= Extrait =
"""

Bilan : entorse sévère et 5 jours d’ITT. “Mais je n’ai pas pris d’arrêt, ce n’était pas possible. J’ai continué à bosser, précise Stéphanie. On n’a pas le choix pour les autres patients”. Une plainte a été déposée, l’infirmière ne se rend plus chez la patiente qui l’a agressée.
Matthieu, agressé par un patient souffrant de troubles psy, 8 jours d’ITT
Son agression a eu lieu dans un petit village de la campagne béthunoise, début décembre. “C’est la première agression physique et j’espère la dernière que je subis”, témoigne le professionnel de santé, encore éprouvé. Il raconte les jours qui ont précédé cette journée. “Mercredi tout s’est très bien passé avec le patient. Jeudi, c’était mon remplaçant, aucun problème. Le vendredi matin, je le vois et il me dit qu’il ne sera pas là du week-end, ce qui est impossible, car il doit prendre son traitement avec moi. J’y suis passé une vingtaine de fois pendant le week-end, mais personne”.
J’ai déjà connu des violences à l’hôpital mais en libéral depuis 2008, des violences verbales déjà produit de manière anecdotique et là, c’est la première agression physique et j’espère la dernière que je subis.

"""

Éléments tirés d'une source de données:
"""

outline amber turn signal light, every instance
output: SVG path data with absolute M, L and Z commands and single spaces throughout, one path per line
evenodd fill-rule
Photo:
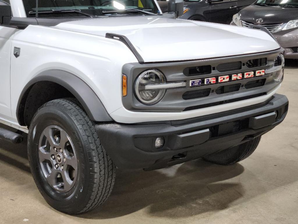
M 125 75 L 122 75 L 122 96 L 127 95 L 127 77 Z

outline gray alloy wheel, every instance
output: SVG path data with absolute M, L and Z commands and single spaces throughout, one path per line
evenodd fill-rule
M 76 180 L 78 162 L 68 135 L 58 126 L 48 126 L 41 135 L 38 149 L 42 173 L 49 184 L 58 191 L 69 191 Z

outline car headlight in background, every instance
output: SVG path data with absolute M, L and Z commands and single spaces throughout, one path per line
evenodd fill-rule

"""
"""

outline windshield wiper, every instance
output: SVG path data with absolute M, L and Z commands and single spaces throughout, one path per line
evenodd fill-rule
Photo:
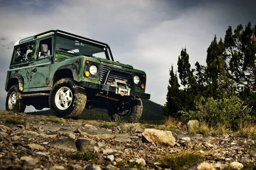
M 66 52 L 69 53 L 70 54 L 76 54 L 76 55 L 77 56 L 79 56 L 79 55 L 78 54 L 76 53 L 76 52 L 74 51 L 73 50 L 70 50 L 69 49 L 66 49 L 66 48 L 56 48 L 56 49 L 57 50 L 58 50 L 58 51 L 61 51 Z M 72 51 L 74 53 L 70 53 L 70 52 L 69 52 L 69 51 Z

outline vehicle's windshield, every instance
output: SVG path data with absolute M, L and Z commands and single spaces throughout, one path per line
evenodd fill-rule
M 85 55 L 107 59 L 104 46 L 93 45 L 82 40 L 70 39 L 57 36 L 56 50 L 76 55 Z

"""

= Questions et exercices =
1. Répondez à ces questions d'après l'extrait :
(a) Combien de jours d'ITT Stéphanie a-t-elle eus ?
(b) Dans quel lieu l'agression de Matthieu a-t-elle eu lieu ?
(c) Quel jour le patient a-t-il dit à Matthieu qu'il ne serait pas là du week-end ?
2. Pouvez-vous restituer à l'identique le passage de l'extrait compris entre « J’ai déjà connu » et « que je subis. », ces deux segments inclus ?

= Corrigés =
1.
(a) 5 jours.
(b) Dans un petit village de la campagne béthunoise.
(c) Le vendredi matin.

2.
J’ai déjà connu des violences à l’hôpital mais en libéral depuis 2008, des violences verbales déjà produit de manière anecdotique et là, c’est la première agression physique et j’espère la dernière que je subis.